■ **To do**
a) Quote the VM imaging exam item word for word, starting with "Correct: B. Visual" and going on through "provisioning new VMs.".
b) Answer the following from the VM imaging exam item:
(i) From where is the latest Visual Studio image deployed?
(ii) Which option is marked correct for generalizing the VM?
(iii) What is Azure Migrate said to be for?

--- begin Extract to read ---

HOTSPOT - You are configuring a development environment for your team. You deploy the latest Visual Studio image from the Azure Marketplace to your Azure subscription. The development environment requires several software development kits (SDKs) and third-party components to support application development across the organization. You install and customize the deployed virtual machine (VM) for your development team. The customized VM must be saved to allow provisioning of a new team member development environment. You need to save the customized VM for future provisioning. Which tools or services should you use? To answer, select the appropriate options in the answer area. NOTE: Each correct selection is worth one point. Hot Area:

パート1:

Generalize the VM. ______

Correct: B. Visual Studio command prompt. To generalize a Windows VM before capturing it as an image, you run Sysprep (typically: %WINDIR%\System32\Sysprep\Sysprep.exe with /generalize /oobe /shutdown). On a Visual Studio Marketplace image, you would execute this from within the VM using local OS tooling/commands; the “Visual Studio command prompt” option represents running the required generalization command locally on the VM. Why others are wrong: A. Azure PowerShell can automate capture steps (stop/deallocate, create image), but it does not itself generalize the OS; Sysprep must be run inside the guest. C. Azure Migrate is for assessing and migrating servers to Azure, not preparing/capturing a reusable dev image. D. Azure Backup creates recovery points for restore, not a generalized image suitable for provisioning new VMs.

--- end Extract to read ---
--- begin Dataset extract ---

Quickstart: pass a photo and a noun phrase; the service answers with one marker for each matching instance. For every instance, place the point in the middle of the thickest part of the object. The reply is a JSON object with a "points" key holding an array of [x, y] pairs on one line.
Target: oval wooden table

--- end Dataset extract ---

■ **Solutions by task**
a)
Correct: B. Visual Studio command prompt. To generalize a Windows VM before capturing it as an image, you run Sysprep (typically: %WINDIR%\System32\Sysprep\Sysprep.exe with /generalize /oobe /shutdown). On a Visual Studio Marketplace image, you would execute this from within the VM using local OS tooling/commands; the “Visual Studio command prompt” option represents running the required generalization command locally on the VM. Why others are wrong: A. Azure PowerShell can automate capture steps (stop/deallocate, create image), but it does not itself generalize the OS; Sysprep must be run inside the guest. C. Azure Migrate is for assessing and migrating servers to Azure, not preparing/capturing a reusable dev image. D. Azure Backup creates recovery points for restore, not a generalized image suitable for provisioning new VMs.

b)
(i) The Azure Marketplace.
(ii) B. Visual Studio command prompt.
(iii) Assessing and migrating servers to Azure.